TASK:
Show every line in the entries below that contains the string "coordinates", copying each line in full.
[[ GIVEN ENTRIES, beginning ]]
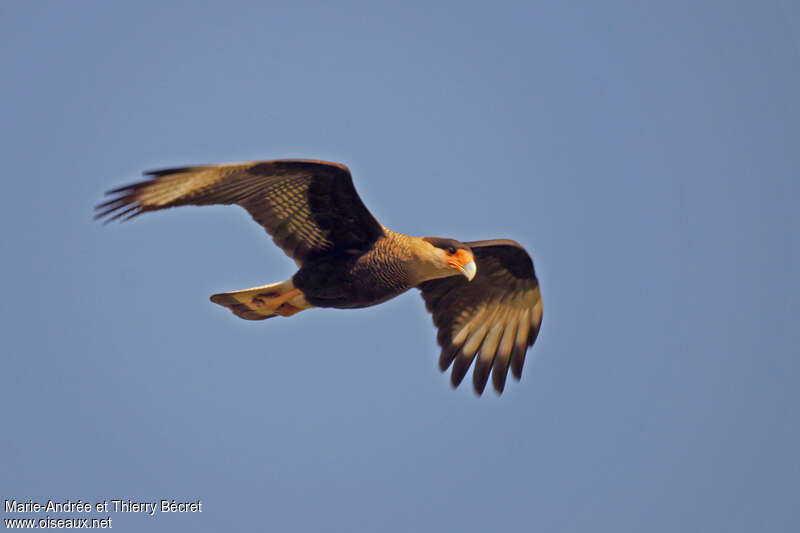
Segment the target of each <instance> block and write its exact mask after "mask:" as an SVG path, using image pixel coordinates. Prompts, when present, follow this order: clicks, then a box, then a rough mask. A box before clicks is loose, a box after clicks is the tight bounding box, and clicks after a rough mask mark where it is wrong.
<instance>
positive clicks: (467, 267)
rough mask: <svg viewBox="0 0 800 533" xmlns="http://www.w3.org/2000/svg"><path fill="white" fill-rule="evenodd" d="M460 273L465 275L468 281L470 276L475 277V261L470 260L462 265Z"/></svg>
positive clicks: (471, 279) (477, 269) (477, 270)
mask: <svg viewBox="0 0 800 533" xmlns="http://www.w3.org/2000/svg"><path fill="white" fill-rule="evenodd" d="M460 270H461V273H462V274H464V276H466V278H467V279H468V280H469V281H472V278H474V277H475V274H477V273H478V267H477V266H476V265H475V261H470V262H469V263H467V264H466V265H464V266H463V267H461V269H460Z"/></svg>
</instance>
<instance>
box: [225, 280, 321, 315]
mask: <svg viewBox="0 0 800 533" xmlns="http://www.w3.org/2000/svg"><path fill="white" fill-rule="evenodd" d="M211 301H212V302H214V303H215V304H219V305H221V306H224V307H227V308H228V309H230V310H231V312H233V314H235V315H236V316H238V317H239V318H244V319H245V320H265V319H267V318H272V317H274V316H292V315H293V314H295V313H299V312H300V311H302V310H303V309H308V308H310V307H312V306H311V305H310V304H309V303H308V302H307V301H306V299H305V296H303V293H302V292H300V290H299V289H297V288H295V286H294V283H292V280H287V281H281V282H278V283H273V284H272V285H264V286H263V287H253V288H252V289H242V290H240V291H232V292H223V293H220V294H214V295H212V296H211Z"/></svg>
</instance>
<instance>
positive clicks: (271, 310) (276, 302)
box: [251, 289, 302, 316]
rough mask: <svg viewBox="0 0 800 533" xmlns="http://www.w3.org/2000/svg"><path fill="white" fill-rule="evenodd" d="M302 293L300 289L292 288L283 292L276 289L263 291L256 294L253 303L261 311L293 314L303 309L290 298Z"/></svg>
mask: <svg viewBox="0 0 800 533" xmlns="http://www.w3.org/2000/svg"><path fill="white" fill-rule="evenodd" d="M301 294H302V293H301V292H300V290H299V289H292V290H290V291H286V292H285V293H283V294H280V293H278V292H276V291H270V292H263V293H260V294H256V295H255V296H254V297H253V299H252V300H251V303H252V304H253V307H255V308H256V309H259V310H261V311H266V312H269V313H275V314H276V315H280V316H292V315H293V314H295V313H299V312H300V311H302V309H300V308H298V307H295V306H293V305H292V304H290V303H289V300H291V299H292V298H294V297H295V296H299V295H301Z"/></svg>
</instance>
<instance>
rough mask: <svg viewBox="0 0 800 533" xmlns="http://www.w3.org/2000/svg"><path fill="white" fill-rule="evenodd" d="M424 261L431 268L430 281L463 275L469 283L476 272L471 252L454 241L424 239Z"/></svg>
mask: <svg viewBox="0 0 800 533" xmlns="http://www.w3.org/2000/svg"><path fill="white" fill-rule="evenodd" d="M422 241H423V243H424V244H425V254H424V255H425V260H426V263H428V265H429V267H431V270H432V272H431V274H432V275H431V279H433V278H446V277H448V276H454V275H456V274H463V275H464V276H465V277H466V278H467V279H468V280H469V281H472V278H474V277H475V274H476V273H477V271H478V268H477V266H475V257H474V256H473V255H472V250H470V248H469V246H467V245H466V244H464V243H463V242H459V241H456V240H454V239H440V238H438V237H425V238H423V239H422Z"/></svg>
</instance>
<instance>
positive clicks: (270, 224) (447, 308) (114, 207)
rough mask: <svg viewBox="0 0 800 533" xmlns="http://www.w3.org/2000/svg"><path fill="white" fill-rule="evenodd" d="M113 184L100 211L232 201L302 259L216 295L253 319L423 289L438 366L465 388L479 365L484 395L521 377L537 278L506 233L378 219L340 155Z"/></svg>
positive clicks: (280, 161) (204, 204)
mask: <svg viewBox="0 0 800 533" xmlns="http://www.w3.org/2000/svg"><path fill="white" fill-rule="evenodd" d="M145 176H149V179H147V180H145V181H141V182H138V183H134V184H131V185H126V186H124V187H120V188H118V189H114V190H111V191H108V192H107V193H106V195H107V196H109V198H108V200H107V201H105V202H103V203H101V204H100V205H98V206H97V208H96V215H95V218H97V219H105V220H106V221H112V220H117V219H121V220H128V219H130V218H133V217H135V216H137V215H140V214H142V213H145V212H147V211H156V210H159V209H166V208H168V207H176V206H181V205H216V204H225V205H230V204H236V205H240V206H242V207H244V208H245V209H246V210H247V212H248V213H250V215H251V216H252V217H253V219H254V220H255V221H256V222H258V223H259V224H261V225H262V226H263V227H264V229H265V230H266V231H267V233H268V234H270V235H271V236H272V239H273V241H274V242H275V244H277V245H278V246H279V247H280V248H281V249H283V251H284V252H285V253H286V254H287V255H288V256H289V257H291V258H292V259H294V261H295V263H297V266H298V271H297V272H296V273H295V274H294V275H293V276H292V277H291V278H290V279H288V280H286V281H283V282H279V283H273V284H271V285H264V286H262V287H254V288H252V289H244V290H238V291H232V292H224V293H220V294H214V295H213V296H211V301H212V302H214V303H216V304H219V305H221V306H224V307H227V308H228V309H230V310H231V311H232V312H233V313H234V314H235V315H236V316H239V317H241V318H244V319H247V320H263V319H267V318H272V317H274V316H284V317H289V316H292V315H294V314H295V313H298V312H300V311H303V310H305V309H310V308H312V307H333V308H338V309H352V308H358V307H369V306H372V305H376V304H379V303H382V302H385V301H386V300H389V299H391V298H394V297H395V296H398V295H400V294H402V293H404V292H406V291H407V290H409V289H411V288H414V287H416V288H418V289H419V290H420V291H421V292H422V298H423V299H424V300H425V306H426V307H427V309H428V311H430V313H431V314H432V315H433V323H434V325H435V326H436V327H437V328H438V336H437V340H438V342H439V345H440V346H441V348H442V351H441V355H440V357H439V368H440V369H441V370H442V371H443V372H444V371H446V370H447V369H448V368H449V367H450V366H451V365H452V367H453V370H452V373H451V383H452V384H453V386H454V387H457V386H458V385H459V384H460V383H461V381H462V380H463V379H464V376H465V375H466V374H467V371H468V370H469V368H470V366H471V365H472V362H473V361H475V368H474V371H473V385H474V388H475V391H476V393H477V394H479V395H480V394H482V393H483V391H484V389H485V387H486V384H487V381H488V379H489V375H490V374H491V377H492V383H493V385H494V388H495V390H496V391H497V392H498V393H502V392H503V389H504V388H505V383H506V376H507V375H508V371H509V368H510V369H511V373H512V374H513V375H514V377H515V378H516V379H517V380H519V379H520V377H521V375H522V366H523V363H524V362H525V353H526V352H527V350H528V347H529V346H531V345H532V344H533V342H534V341H535V340H536V336H537V335H538V333H539V328H540V326H541V323H542V299H541V294H540V292H539V282H538V280H537V279H536V273H535V271H534V268H533V261H532V260H531V258H530V256H529V255H528V253H527V252H526V251H525V249H524V248H523V247H522V246H520V245H519V244H518V243H516V242H514V241H512V240H508V239H495V240H487V241H472V242H460V241H457V240H454V239H443V238H438V237H412V236H409V235H404V234H402V233H398V232H395V231H392V230H390V229H388V228H386V227H384V226H383V225H382V224H380V223H379V222H378V221H377V220H375V218H374V217H373V216H372V214H371V213H370V212H369V211H368V210H367V208H366V207H365V206H364V204H363V202H362V201H361V199H360V198H359V196H358V193H356V190H355V187H354V186H353V179H352V176H351V175H350V170H349V169H348V168H347V167H346V166H344V165H341V164H338V163H331V162H326V161H316V160H309V159H281V160H274V161H257V162H250V163H235V164H226V165H208V166H194V167H181V168H170V169H165V170H156V171H152V172H146V173H145Z"/></svg>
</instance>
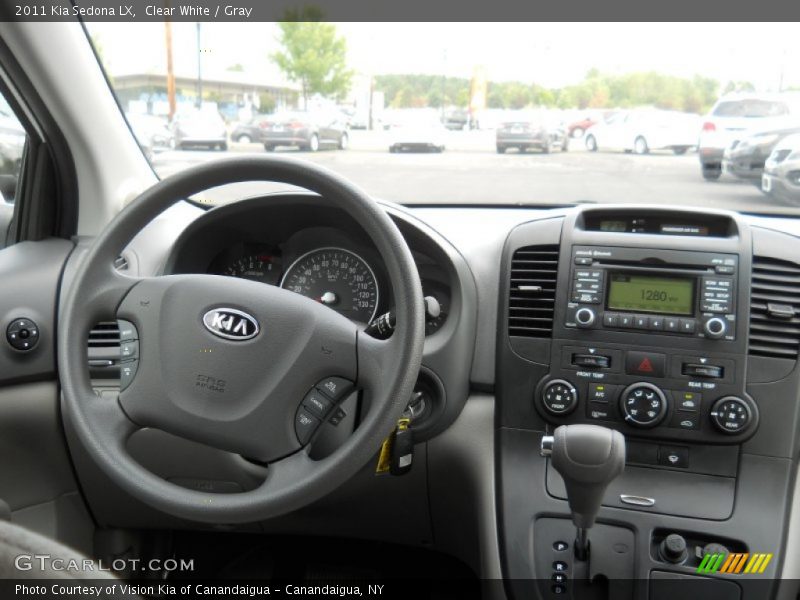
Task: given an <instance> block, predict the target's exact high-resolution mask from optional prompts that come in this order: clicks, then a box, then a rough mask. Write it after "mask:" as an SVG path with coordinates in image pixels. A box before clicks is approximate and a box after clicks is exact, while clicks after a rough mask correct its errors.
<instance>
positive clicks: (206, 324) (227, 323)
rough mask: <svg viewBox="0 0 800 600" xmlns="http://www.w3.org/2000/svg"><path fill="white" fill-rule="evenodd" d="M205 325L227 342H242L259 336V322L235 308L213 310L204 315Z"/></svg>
mask: <svg viewBox="0 0 800 600" xmlns="http://www.w3.org/2000/svg"><path fill="white" fill-rule="evenodd" d="M203 325H205V326H206V329H208V330H209V331H210V332H211V333H213V334H214V335H217V336H219V337H221V338H225V339H226V340H234V341H237V342H241V341H244V340H249V339H252V338H254V337H255V336H256V335H258V331H259V328H258V321H256V320H255V318H254V317H252V316H250V315H248V314H247V313H246V312H243V311H241V310H236V309H235V308H212V309H211V310H210V311H208V312H207V313H206V314H204V315H203Z"/></svg>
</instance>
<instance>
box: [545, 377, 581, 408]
mask: <svg viewBox="0 0 800 600" xmlns="http://www.w3.org/2000/svg"><path fill="white" fill-rule="evenodd" d="M542 404H543V405H544V408H545V410H546V411H547V412H549V413H550V414H551V415H558V416H563V415H566V414H568V413H571V412H572V411H573V410H575V406H576V405H577V404H578V390H576V389H575V386H574V385H572V384H571V383H570V382H569V381H566V380H564V379H554V380H553V381H550V382H548V384H547V385H546V386H544V389H543V390H542Z"/></svg>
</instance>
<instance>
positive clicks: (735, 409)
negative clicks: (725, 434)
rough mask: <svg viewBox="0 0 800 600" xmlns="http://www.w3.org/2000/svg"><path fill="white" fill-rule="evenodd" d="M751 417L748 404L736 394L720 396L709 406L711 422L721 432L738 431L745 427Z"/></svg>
mask: <svg viewBox="0 0 800 600" xmlns="http://www.w3.org/2000/svg"><path fill="white" fill-rule="evenodd" d="M752 419H753V414H752V411H751V410H750V406H749V405H748V404H747V402H745V401H744V400H742V399H741V398H737V397H736V396H726V397H724V398H720V399H719V400H717V401H716V402H715V403H714V406H712V407H711V422H712V423H714V425H715V426H716V428H717V429H719V430H720V431H722V432H723V433H731V434H734V433H739V432H741V431H744V430H745V429H747V427H748V426H749V425H750V422H751V421H752Z"/></svg>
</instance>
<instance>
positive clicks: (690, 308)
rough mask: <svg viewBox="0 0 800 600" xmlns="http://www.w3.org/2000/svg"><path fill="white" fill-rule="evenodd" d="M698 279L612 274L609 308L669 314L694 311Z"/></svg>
mask: <svg viewBox="0 0 800 600" xmlns="http://www.w3.org/2000/svg"><path fill="white" fill-rule="evenodd" d="M694 287H695V279H694V278H692V277H688V278H677V277H653V276H650V275H634V274H628V273H611V274H610V275H609V283H608V308H609V309H611V310H626V311H633V312H652V313H662V314H668V315H691V314H694V310H693V309H694Z"/></svg>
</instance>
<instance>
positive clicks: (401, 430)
mask: <svg viewBox="0 0 800 600" xmlns="http://www.w3.org/2000/svg"><path fill="white" fill-rule="evenodd" d="M409 423H411V419H408V418H405V417H403V418H402V419H398V421H397V429H395V431H398V430H399V431H403V430H405V429H408V424H409ZM395 431H392V433H390V434H389V435H388V436H387V438H386V439H385V440H383V443H382V444H381V452H380V454H379V455H378V464H377V465H375V474H376V475H383V474H384V473H388V472H389V469H390V467H391V465H392V442H394V434H395Z"/></svg>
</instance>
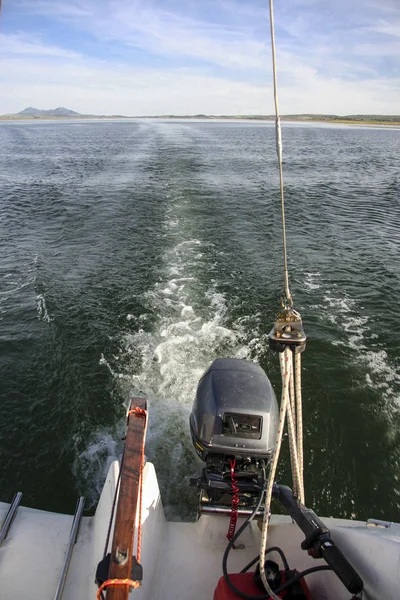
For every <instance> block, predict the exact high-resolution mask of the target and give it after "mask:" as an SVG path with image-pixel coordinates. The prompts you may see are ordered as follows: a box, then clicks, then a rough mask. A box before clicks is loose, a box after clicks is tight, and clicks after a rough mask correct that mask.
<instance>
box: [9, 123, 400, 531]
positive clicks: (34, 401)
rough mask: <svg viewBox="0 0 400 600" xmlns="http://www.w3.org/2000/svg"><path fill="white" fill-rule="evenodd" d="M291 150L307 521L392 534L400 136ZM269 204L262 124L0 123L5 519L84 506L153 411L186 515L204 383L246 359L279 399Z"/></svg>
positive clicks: (272, 238)
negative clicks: (298, 318)
mask: <svg viewBox="0 0 400 600" xmlns="http://www.w3.org/2000/svg"><path fill="white" fill-rule="evenodd" d="M283 137H284V147H285V167H284V168H285V179H286V190H287V191H286V193H287V221H288V239H289V252H290V257H289V260H290V270H291V279H292V288H293V291H294V293H295V303H296V306H297V308H298V309H299V310H300V311H301V313H302V316H303V319H304V324H305V328H306V332H307V334H308V337H309V343H308V346H307V351H306V353H305V355H304V374H303V381H304V402H305V408H304V420H305V429H306V440H305V465H306V472H305V482H306V497H307V502H308V504H310V505H312V506H313V507H314V508H315V510H316V511H318V512H320V513H321V514H325V515H335V516H338V515H343V516H348V517H349V516H353V517H357V518H366V517H370V516H373V517H383V516H384V517H385V518H387V519H393V520H397V521H399V520H400V514H399V513H400V511H399V493H400V484H399V476H400V467H399V461H400V433H399V432H400V429H399V424H400V419H399V414H400V413H399V401H400V369H399V365H400V342H399V339H400V320H399V300H398V293H399V290H400V258H399V248H400V229H399V223H400V167H399V164H400V163H399V157H400V131H399V130H395V129H389V130H388V129H375V128H350V127H339V126H336V127H333V126H315V125H314V126H307V127H305V126H298V125H297V126H296V125H293V126H292V125H285V127H284V132H283ZM277 186H278V180H277V168H276V160H275V142H274V131H273V128H272V127H271V126H270V125H269V124H262V123H228V122H225V123H217V122H209V123H201V122H161V121H157V122H151V121H121V122H82V121H81V122H68V123H52V122H46V123H1V124H0V249H1V255H0V319H1V320H0V378H1V380H0V386H1V388H0V422H1V428H0V449H1V457H2V459H1V462H0V496H1V498H2V499H4V500H10V499H11V497H12V494H13V492H14V491H16V490H21V491H22V492H23V493H24V503H25V504H29V505H32V506H35V507H39V508H46V509H51V510H59V511H72V510H73V508H74V505H75V499H76V496H77V495H78V494H81V493H82V494H84V495H85V496H86V497H87V499H88V500H87V503H88V504H90V503H92V504H94V503H95V502H96V499H97V497H98V492H99V490H100V489H101V484H102V481H103V478H104V476H105V473H106V469H107V466H108V464H109V462H110V460H111V459H112V458H113V457H114V456H116V455H118V454H119V452H120V449H121V441H120V438H121V434H122V432H123V429H124V414H125V406H126V405H127V403H128V400H129V398H130V396H132V395H133V394H141V395H142V394H145V395H146V396H147V397H148V399H149V404H150V411H151V421H150V432H149V440H148V444H147V453H148V455H149V457H150V458H151V459H152V460H154V462H155V463H156V467H157V469H158V472H159V477H160V482H161V486H162V493H163V501H164V504H165V506H166V508H167V512H168V514H169V515H170V516H173V517H175V518H176V517H177V516H178V515H181V516H184V517H185V518H186V517H187V516H188V515H190V514H191V512H192V510H193V506H194V503H195V497H194V494H195V492H194V491H193V490H191V489H189V488H188V486H187V484H188V477H189V475H190V474H191V473H193V472H194V471H196V470H198V469H199V463H198V462H197V460H196V459H195V458H194V456H193V452H192V449H191V442H190V438H189V430H188V415H189V412H190V408H191V403H192V400H193V396H194V391H195V388H196V384H197V380H198V378H199V377H200V375H201V374H202V372H203V371H204V370H205V369H206V367H207V366H208V365H209V363H210V361H211V360H213V359H214V358H215V357H217V356H236V357H248V358H251V359H256V360H258V361H260V363H261V365H262V366H263V368H264V369H265V370H266V371H267V373H268V374H269V375H270V377H271V379H272V381H273V383H274V385H275V387H276V389H277V391H278V390H279V376H278V360H277V357H276V356H275V355H273V354H272V353H271V352H270V351H269V350H267V344H266V334H267V333H268V331H269V329H270V327H271V325H272V322H273V317H274V313H275V312H276V310H277V308H278V299H279V292H280V288H281V282H282V275H281V270H282V269H281V262H282V261H281V244H280V239H281V237H280V214H279V201H278V187H277ZM283 459H284V460H283V463H282V464H281V471H280V478H281V480H282V481H284V482H288V483H290V478H289V467H288V462H287V453H286V454H284V456H283Z"/></svg>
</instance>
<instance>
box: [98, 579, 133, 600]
[[ GIVEN ENTRIES, end ]]
REPLY TO THE EXERCISE:
Segment the target of each <instance> block and write its exact mask after "mask:" as an SVG path, using image pixel coordinates. Prompts, when present, follow this order: clicks, then a box, then a rough mask. A box before clicks is loose, a box after clicks is the tight bounding box, and clicks after a rough mask mark where it is wrong.
Task: given an <instance> block, predict the target's exact high-resolution mask from optional prompts that come in this order: clicks, then a box, then a rough mask. Write it after "mask:" as an SVG path with coordinates in image pixels. A box before clicks is approximate and a box after clicks is exact, while clicks after a rough mask correct its errors.
For every <instance> block, predict the exact high-resolution mask of the target and give it after "mask:" as an SVG path with image-pixel coordinates. The prompts you may see are ordered as follows: a box, then clicks, then a rough mask. A box before clicks is loose, a box after clicks is tight, and clicks after a rough mask correct that mask.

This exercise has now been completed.